§ **Page extract**:
Rudy Pospisil has now ridden halfway around the world on his bike while raising funds and awareness for cancer. If all goes well, he'll reach 24,000km this year to guarantee himself a spot in the Guinness Book of World Records as a firefighter circling the globe.
It's quite an achievement for a man who wasn't sure at one point whether he'd even be alive to achieve anything.
Pospisil was diagnosed with cancer a decade ago after a bad streak in which every family member was diagnosed with some variation of the disease — even his dog.
Determined to turn a negative into a positive, he decided to follow the example set by Terry Fox and others and raise funds and draw attention to the disease, and — leveraging firefighters in other communities to help raise money — started to ride long distances. A second homeowner in Whistler, you've probably passed him on his bike a few times while he's been training for his long rides on his touring bike.
His first journey covered nine countries in Europe, and in North America he's cycled from Vancouver to Mexico, then across the southern U.S. to Florida — a distance of 9,000 kilometres. He had planned to ride from Sydney to Cairns in Australia this year, but decided to put that off until next year and instead do a trip that will take him from Portugal to Italy and further on to the Middle East and Iran.
On his trips, Pospisil contacts fire departments around the world to host fundraisers, knowing how important cancer is to those in his profession.

[Saved entries]
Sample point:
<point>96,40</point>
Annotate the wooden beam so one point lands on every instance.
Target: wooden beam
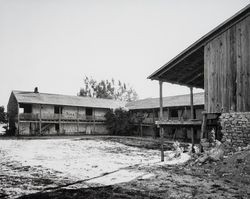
<point>60,115</point>
<point>18,120</point>
<point>40,119</point>
<point>189,75</point>
<point>94,119</point>
<point>161,119</point>
<point>192,115</point>
<point>203,128</point>
<point>195,77</point>
<point>77,117</point>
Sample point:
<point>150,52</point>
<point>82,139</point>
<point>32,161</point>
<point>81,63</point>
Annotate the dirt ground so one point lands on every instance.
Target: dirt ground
<point>229,178</point>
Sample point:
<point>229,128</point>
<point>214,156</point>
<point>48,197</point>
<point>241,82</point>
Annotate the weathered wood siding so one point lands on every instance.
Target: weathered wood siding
<point>227,70</point>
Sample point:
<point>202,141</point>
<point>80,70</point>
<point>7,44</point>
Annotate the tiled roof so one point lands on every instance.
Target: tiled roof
<point>66,100</point>
<point>173,101</point>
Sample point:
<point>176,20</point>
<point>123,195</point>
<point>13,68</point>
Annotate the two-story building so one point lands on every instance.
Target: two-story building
<point>34,113</point>
<point>176,113</point>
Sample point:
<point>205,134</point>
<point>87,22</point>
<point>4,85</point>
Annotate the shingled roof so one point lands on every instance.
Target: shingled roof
<point>66,100</point>
<point>172,101</point>
<point>187,68</point>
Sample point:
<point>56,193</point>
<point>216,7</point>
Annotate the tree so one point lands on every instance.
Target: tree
<point>3,115</point>
<point>119,122</point>
<point>107,89</point>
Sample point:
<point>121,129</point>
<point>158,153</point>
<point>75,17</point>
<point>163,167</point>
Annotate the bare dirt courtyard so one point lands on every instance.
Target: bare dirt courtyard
<point>110,167</point>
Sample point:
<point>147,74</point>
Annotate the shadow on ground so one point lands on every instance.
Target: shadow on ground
<point>105,192</point>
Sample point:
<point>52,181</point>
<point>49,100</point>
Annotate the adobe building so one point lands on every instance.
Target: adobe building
<point>219,63</point>
<point>34,113</point>
<point>176,111</point>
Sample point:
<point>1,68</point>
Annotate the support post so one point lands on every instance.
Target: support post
<point>18,120</point>
<point>40,119</point>
<point>60,115</point>
<point>161,119</point>
<point>192,115</point>
<point>94,120</point>
<point>77,118</point>
<point>203,128</point>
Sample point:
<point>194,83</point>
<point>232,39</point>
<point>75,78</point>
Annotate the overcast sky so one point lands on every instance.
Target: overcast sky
<point>53,44</point>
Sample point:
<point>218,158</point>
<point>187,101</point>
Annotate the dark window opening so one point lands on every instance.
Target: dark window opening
<point>174,113</point>
<point>58,109</point>
<point>27,108</point>
<point>89,111</point>
<point>57,127</point>
<point>156,113</point>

§ **Exercise tasks**:
1. According to the article about Rudy Pospisil's cancer fundraising rides, when was he diagnosed with cancer?
2. Echo the part of the article on Rudy Pospisil's rides starting at "It's quite an" and ending at "his touring bike.".
3. Carry on the article about Rudy Pospisil's cancer fundraising rides from where it stops.

§ **Exercise answers**:
1. A decade ago.

2.
It's quite an achievement for a man who wasn't sure at one point whether he'd even be alive to achieve anything.
Pospisil was diagnosed with cancer a decade ago after a bad streak in which every family member was diagnosed with some variation of the disease — even his dog.
Determined to turn a negative into a positive, he decided to follow the example set by Terry Fox and others and raise funds and draw attention to the disease, and — leveraging firefighters in other communities to help raise money — started to ride long distances. A second homeowner in Whistler, you've probably passed him on his bike a few times while he's been training for his long rides on his touring bike.

3.
"We have up to a seven-time greater risk of contracting almost a dozen different cancers than the average person because of our occupation," said Pospisil. "Firefighters will come out and ride with me in cities around the world and help arrange fundraising events. It's always great to meet fellow firefighters from around the world and work together for a common cause and share stories. The hard part is to not have too much of a party the night before I ride."
As well, he rides with a lot of people who have survived cancer and are actively fighting it, something that continues to give him inspiration.
"I have met many cancer patients on my rides that came out," he said. "Many were terminal and would not live much longer. The strength and optimism and little fear they had they were near the end was inspiring to me to carry on. I have the easy part, cycling around the globe; they have the hard part battling this disease or facing their own mortality."
The trip across the southern U.S. was interesting. Pospisil said he was run off the road a few times by rednecks. Following a section along the Mexican border was also enlightening.